■ Consigne A ■
Dans l’extrait fourni, recopiez le passage allant de « La rentrée 2019 » à « fois par semaine. » en substituant « élèves » à « enfants ».
■ Consigne B ■
Traduisez en anglais cette phrase de l’extrait fourni : « Le site s’enrichit de nouveaux articles au moins une fois par semaine. »

■ Extrait fourni ■
——

L’Escòla édite elle-aussi une collection appelée Petit libiè d’Enseignance populari, adoubat per Miquèu de Camelat. Dont Tros causits de pouesie e de prose à l’usance de las Escoles primàris, 1946. On y présente 17 textes béarnais et 12 d’autres dialectes afin de montrer quelques parlers gascons. Lavedan, vallée d’Aussau, Haute-Bigorre, Landes, Bayonne, Tursan, Chalosse-Marensin, Labrit, Couserans, Lectoure, Comminges… Le livre se termine par un lexique.
Les manuels aujourd’hui
Aujourd’hui, plusieurs manuels existent comme ceux édités par le réseau de création et d’accompagnement pédagogiques CANOPÉ, réseau sous la tutelle de l’Éducation Nationale. Ils couvrent généralement plusieurs dialectes.
La rentrée 2019 par l’Escòla Gaston Febus
L’Escòla reste fidèle à sa mission séculaire de promotion de la langue et propose des outils numériques pour apprendre et utiliser le gascon.
Pour les enfants du primaire, c’est le site de l’Arraton deu Castèth qui porte les publications. Des textes courts avec lexique, des illustrations, et des enregistrements audio pour les plus jeunes. Les articles peuvent être directement utilisés par les enfants (les chansons et les jeux semblent avoir leur préférence) ou par les parents, grands-parents, regents… Le site s’enrichit de nouveaux articles au moins une fois par semaine.

——

■ Matériel ■
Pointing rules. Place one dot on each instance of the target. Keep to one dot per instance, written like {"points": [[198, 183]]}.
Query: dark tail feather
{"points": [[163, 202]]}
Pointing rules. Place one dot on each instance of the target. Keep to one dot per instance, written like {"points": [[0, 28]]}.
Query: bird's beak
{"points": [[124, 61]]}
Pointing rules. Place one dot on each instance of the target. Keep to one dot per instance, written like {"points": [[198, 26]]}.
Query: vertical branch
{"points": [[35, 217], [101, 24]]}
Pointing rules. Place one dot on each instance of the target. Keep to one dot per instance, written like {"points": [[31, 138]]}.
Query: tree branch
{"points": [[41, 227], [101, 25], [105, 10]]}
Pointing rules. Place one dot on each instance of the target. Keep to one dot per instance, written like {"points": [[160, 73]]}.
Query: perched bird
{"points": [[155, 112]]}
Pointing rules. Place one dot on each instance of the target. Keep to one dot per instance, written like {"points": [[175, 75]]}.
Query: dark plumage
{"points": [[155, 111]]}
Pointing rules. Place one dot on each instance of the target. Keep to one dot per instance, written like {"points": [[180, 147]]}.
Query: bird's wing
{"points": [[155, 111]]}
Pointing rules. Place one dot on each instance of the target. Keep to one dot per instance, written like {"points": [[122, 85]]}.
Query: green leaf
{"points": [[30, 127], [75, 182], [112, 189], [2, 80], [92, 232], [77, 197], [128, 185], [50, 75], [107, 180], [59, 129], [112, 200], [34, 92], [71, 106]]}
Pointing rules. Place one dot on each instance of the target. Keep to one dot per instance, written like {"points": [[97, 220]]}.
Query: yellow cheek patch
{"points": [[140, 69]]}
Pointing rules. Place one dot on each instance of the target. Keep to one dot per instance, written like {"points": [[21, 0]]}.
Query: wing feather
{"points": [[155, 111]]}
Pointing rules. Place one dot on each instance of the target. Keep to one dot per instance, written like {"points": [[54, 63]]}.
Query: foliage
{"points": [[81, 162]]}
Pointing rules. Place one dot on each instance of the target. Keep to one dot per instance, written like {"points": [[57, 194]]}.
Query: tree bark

——

■ Réponse rédigée A ■
La rentrée 2019 par l’Escòla Gaston Febus
L’Escòla reste fidèle à sa mission séculaire de promotion de la langue et propose des outils numériques pour apprendre et utiliser le gascon.
Pour les élèves du primaire, c’est le site de l’Arraton deu Castèth qui porte les publications. Des textes courts avec lexique, des illustrations, et des enregistrements audio pour les plus jeunes. Les articles peuvent être directement utilisés par les élèves (les chansons et les jeux semblent avoir leur préférence) ou par les parents, grands-parents, regents… Le site s’enrichit de nouveaux articles au moins une fois par semaine.

■ Réponse rédigée B ■
New articles are added to the site at least once a week.